#### [Action item]
Select all lines in the records that include "below".

[The records — start]

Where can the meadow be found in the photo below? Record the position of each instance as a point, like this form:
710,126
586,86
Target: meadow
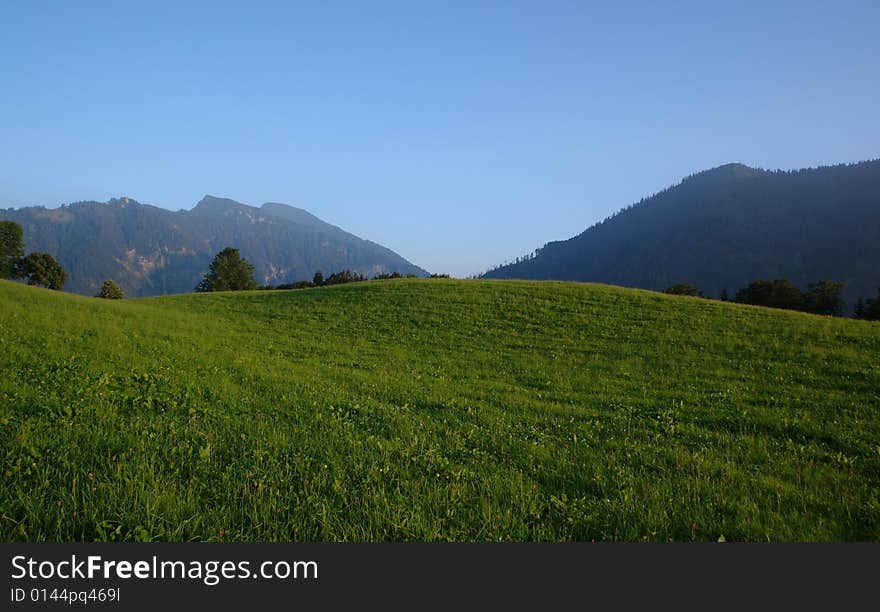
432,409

[The records — finish]
[The records — start]

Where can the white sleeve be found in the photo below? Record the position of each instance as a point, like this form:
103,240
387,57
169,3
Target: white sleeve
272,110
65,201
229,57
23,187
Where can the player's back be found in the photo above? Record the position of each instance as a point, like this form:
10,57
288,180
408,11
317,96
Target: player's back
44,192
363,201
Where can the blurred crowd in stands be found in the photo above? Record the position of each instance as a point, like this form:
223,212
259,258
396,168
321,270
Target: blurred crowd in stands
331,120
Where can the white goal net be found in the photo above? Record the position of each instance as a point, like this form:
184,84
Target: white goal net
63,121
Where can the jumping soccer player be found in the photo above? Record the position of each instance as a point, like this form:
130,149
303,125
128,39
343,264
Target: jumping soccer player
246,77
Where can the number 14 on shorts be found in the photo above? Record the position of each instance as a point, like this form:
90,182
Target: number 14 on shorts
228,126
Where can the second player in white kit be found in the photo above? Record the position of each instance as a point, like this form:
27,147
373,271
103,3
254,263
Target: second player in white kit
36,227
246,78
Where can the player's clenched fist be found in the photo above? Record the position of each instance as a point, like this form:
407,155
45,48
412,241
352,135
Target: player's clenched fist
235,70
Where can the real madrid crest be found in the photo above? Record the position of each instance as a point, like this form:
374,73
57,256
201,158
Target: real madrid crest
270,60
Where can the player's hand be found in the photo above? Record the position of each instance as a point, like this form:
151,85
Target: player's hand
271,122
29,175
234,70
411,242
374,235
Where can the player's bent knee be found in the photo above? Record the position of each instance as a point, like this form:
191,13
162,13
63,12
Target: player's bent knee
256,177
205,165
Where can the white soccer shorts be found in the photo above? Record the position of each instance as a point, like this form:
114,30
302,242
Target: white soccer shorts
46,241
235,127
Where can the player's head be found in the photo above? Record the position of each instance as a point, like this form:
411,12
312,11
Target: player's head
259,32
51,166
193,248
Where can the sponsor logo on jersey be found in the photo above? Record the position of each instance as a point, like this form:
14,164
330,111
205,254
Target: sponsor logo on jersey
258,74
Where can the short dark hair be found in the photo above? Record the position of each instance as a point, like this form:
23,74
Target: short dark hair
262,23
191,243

[The records — finish]

#### [Output of the exercise]
Where can the meadow be found in the photo below? Record the position of each instance as a point, like this form:
Where can the white sleeve be found in the photo below? Record the position of each instance as a point, like this form:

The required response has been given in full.